#### Task 1:
Quote the passage on terminating a farm tenancy word for word, beginning at the words "The §42-23 statute" and stopping after "required by statute.".
═══ Supplied text ═══
Notification to Terminate Tenancy
Under NC General Statutes §42-23, verbal agricultural tenancies are generally considered year to year (a “periodic tenancy” in legal terminology) will automatically renew for another year unless the landowner notifies the tenant thirty (30) days prior to the expiration of the traditional crop year, stating “[i]n all cases of such tenancies a notice to quit of one month as provided in G.S. 42-14 shall be applicable.” In reading the statute, it may appear unclear whether this year-to-year periodic tenancy is a presumption a landowner must overcome if they wish to oust a tenant prior to years end, and North Carolina case law suggests that a farmer and landowner can verbally agree to a tenancy shorter than the calendar year (see Lewis v. Lewis Nursery, Inc., 342 S.E.2d 45 (NCApp. 1986).
The §42-23 statute acknowledges agricultural tradition to declare the end of the agricultural year to be January 1, with the exception of twenty-five counties whose end of agricultural year is December 1. In these 25 counties (link to list), notice to quit must be made no later than November 1. Thus, in all other counties the tenant must be notified no later than December 1. Neither §42-14 or §42-23 state that notice must be in writing, because notice must be established in a legal attempt to oust the tenant, a certified letter would be a good practice. As a matter of evidence in the event of a dispute, a landowner is advised to send the letter to ensure delivery by October 31 or November 30 depending on the county. A return receipt will ensure that the farm tenant has received the notice as required by statute.
═══
#### Task 2:
Pull out every line of the listing below that contains the string "graffiti". Case counts.
═══ Dataset extract ═══
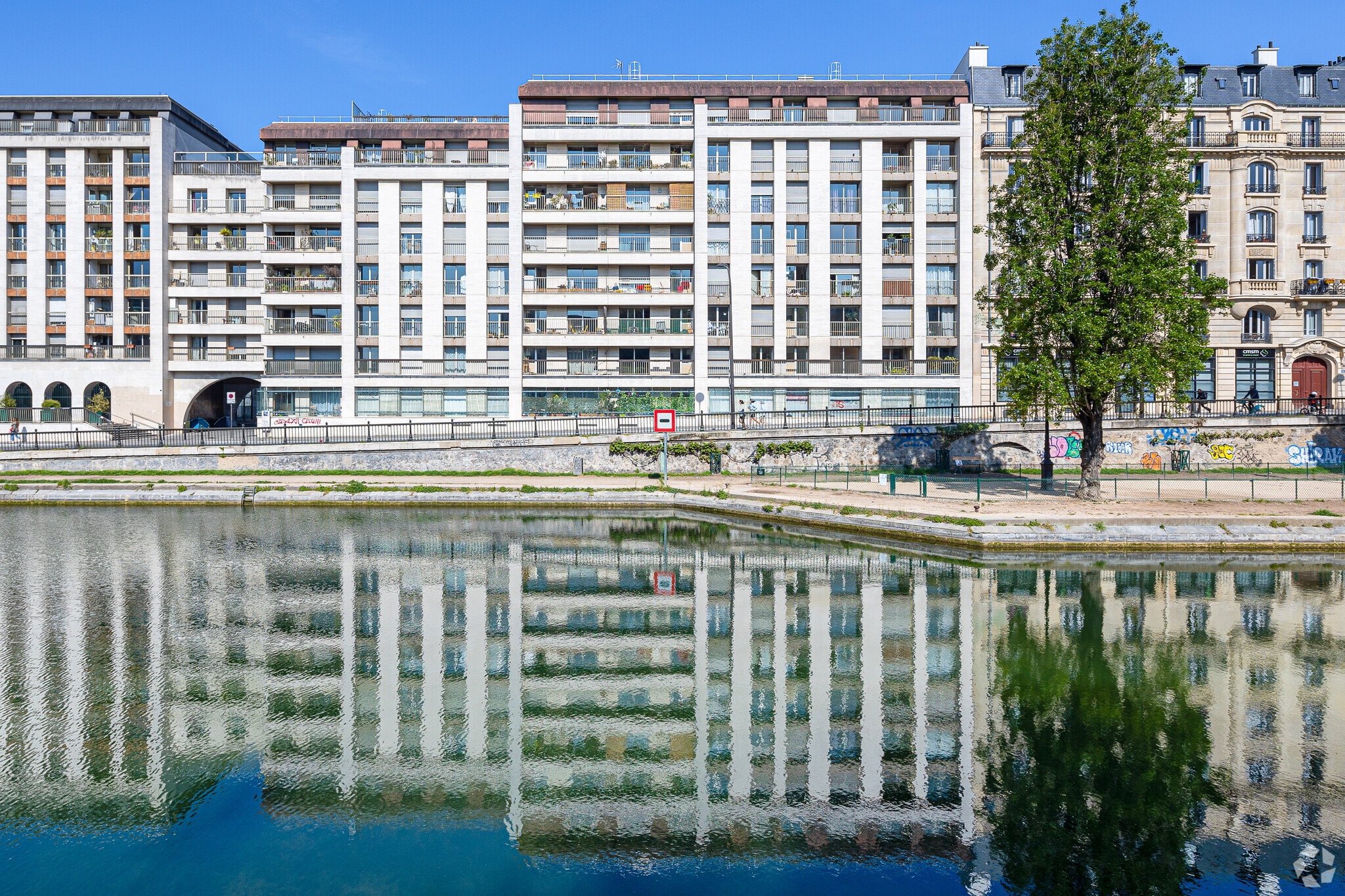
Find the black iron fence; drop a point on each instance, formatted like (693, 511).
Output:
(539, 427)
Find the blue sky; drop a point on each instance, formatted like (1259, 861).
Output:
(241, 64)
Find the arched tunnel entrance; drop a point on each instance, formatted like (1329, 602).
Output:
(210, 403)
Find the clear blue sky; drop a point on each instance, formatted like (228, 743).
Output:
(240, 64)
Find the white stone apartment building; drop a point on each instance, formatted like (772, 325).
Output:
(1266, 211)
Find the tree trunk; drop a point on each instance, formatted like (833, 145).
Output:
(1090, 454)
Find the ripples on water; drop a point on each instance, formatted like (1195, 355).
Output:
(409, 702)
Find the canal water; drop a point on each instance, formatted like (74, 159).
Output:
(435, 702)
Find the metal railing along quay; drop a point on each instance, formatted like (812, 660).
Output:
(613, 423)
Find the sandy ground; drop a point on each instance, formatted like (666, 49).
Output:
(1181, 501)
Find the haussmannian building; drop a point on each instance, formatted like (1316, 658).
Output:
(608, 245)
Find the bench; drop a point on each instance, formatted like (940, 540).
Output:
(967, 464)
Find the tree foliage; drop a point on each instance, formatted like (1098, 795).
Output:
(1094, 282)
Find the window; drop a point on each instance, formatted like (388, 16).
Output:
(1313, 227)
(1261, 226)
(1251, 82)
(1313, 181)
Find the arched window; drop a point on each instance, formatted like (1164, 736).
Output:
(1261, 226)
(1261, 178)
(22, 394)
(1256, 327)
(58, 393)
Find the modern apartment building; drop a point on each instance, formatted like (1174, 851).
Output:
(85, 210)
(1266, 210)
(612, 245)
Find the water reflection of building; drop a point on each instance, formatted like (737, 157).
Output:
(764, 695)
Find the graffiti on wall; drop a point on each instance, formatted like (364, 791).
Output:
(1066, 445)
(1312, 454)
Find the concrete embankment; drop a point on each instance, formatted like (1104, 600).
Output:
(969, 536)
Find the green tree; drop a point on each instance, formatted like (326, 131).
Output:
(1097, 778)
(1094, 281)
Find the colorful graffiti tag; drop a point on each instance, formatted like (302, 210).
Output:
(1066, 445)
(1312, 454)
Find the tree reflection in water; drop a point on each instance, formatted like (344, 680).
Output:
═══
#### Right answer 1:
The §42-23 statute acknowledges agricultural tradition to declare the end of the agricultural year to be January 1, with the exception of twenty-five counties whose end of agricultural year is December 1. In these 25 counties (link to list), notice to quit must be made no later than November 1. Thus, in all other counties the tenant must be notified no later than December 1. Neither §42-14 or §42-23 state that notice must be in writing, because notice must be established in a legal attempt to oust the tenant, a certified letter would be a good practice. As a matter of evidence in the event of a dispute, a landowner is advised to send the letter to ensure delivery by October 31 or November 30 depending on the county. A return receipt will ensure that the farm tenant has received the notice as required by statute.

#### Right answer 2:
Find the graffiti on wall; drop a point on each instance, formatted like (364, 791).
Find the colorful graffiti tag; drop a point on each instance, formatted like (302, 210).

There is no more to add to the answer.